DATA TO PROCESS START
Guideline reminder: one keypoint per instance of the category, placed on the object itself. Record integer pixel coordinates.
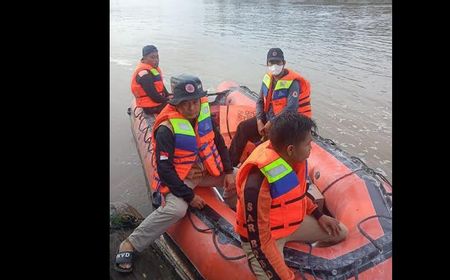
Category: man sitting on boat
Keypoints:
(273, 207)
(147, 82)
(282, 90)
(188, 151)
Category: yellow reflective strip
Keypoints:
(204, 111)
(276, 170)
(283, 84)
(266, 80)
(154, 72)
(182, 126)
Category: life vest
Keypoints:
(278, 96)
(142, 99)
(190, 143)
(287, 190)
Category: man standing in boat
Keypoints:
(189, 151)
(282, 90)
(273, 207)
(147, 82)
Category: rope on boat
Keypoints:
(364, 233)
(214, 230)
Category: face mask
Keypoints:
(275, 69)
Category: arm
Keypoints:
(293, 96)
(223, 150)
(165, 147)
(145, 79)
(257, 202)
(312, 209)
(260, 115)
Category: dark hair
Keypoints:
(289, 128)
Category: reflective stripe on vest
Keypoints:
(189, 145)
(288, 205)
(278, 97)
(184, 135)
(266, 85)
(280, 176)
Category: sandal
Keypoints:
(125, 257)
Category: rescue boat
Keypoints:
(353, 193)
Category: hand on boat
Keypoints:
(267, 127)
(195, 172)
(197, 202)
(229, 183)
(330, 225)
(260, 127)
DATA TO PROCESS END
> **EXERCISE PROMPT**: Using the data above, establish how many lines include the word "boat"; the reply is that number only.

> **YOUR SOLUTION**: 5